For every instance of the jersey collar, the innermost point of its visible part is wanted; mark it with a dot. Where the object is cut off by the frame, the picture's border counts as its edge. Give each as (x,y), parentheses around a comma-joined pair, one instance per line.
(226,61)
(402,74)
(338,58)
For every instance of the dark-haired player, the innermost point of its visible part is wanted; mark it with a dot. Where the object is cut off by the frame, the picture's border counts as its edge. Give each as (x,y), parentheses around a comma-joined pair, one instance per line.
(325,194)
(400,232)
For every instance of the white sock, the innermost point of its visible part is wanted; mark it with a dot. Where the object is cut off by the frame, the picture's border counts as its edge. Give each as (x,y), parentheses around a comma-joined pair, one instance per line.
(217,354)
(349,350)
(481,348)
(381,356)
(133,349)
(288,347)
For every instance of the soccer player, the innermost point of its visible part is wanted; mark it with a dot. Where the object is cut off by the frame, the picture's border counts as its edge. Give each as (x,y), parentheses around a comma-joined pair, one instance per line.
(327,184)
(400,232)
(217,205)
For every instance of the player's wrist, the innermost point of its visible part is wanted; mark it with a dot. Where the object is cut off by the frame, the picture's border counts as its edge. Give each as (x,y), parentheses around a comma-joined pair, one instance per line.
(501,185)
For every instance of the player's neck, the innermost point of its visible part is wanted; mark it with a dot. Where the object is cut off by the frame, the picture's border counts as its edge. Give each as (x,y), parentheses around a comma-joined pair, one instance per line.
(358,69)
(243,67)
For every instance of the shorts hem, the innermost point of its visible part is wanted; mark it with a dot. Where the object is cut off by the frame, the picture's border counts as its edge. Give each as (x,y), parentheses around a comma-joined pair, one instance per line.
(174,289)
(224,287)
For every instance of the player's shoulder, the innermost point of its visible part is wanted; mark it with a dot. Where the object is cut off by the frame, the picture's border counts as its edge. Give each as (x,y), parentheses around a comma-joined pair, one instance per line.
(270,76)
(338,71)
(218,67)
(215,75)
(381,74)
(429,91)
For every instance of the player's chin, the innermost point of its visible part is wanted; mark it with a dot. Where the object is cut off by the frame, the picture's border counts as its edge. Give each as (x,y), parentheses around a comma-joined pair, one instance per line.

————————

#### About this task:
Would you set down exactly the lines from the line with "For every instance of the shorts" through the last one in the material?

#### Response to the task:
For every instance of the shorts hem, the innermost point of its visible part is wanted; mark it with a dot. Where the object is cut off by the frame, the picture's border counts as its edge. Give each as (x,y), parentheses around a comma-joined pair, one instance per line.
(174,289)
(224,287)
For every instance of the player's shoulder, the innermost point of its visible part is wanted; mark it with a dot. Where the object is cut off by the frame, the picture's border counts as its edge. Give each as (x,y), parentheses around a comma-joined pair, one instance per line.
(270,76)
(338,71)
(218,67)
(215,75)
(381,74)
(429,91)
For every instance of the player's chin, the innermost point of its visible part is wanted; mark it with a dot. Where the object is cut off by the frame, the picture's border counts as its edge. Give each as (x,y), parentheses around a comma-joined pair, one instance per line.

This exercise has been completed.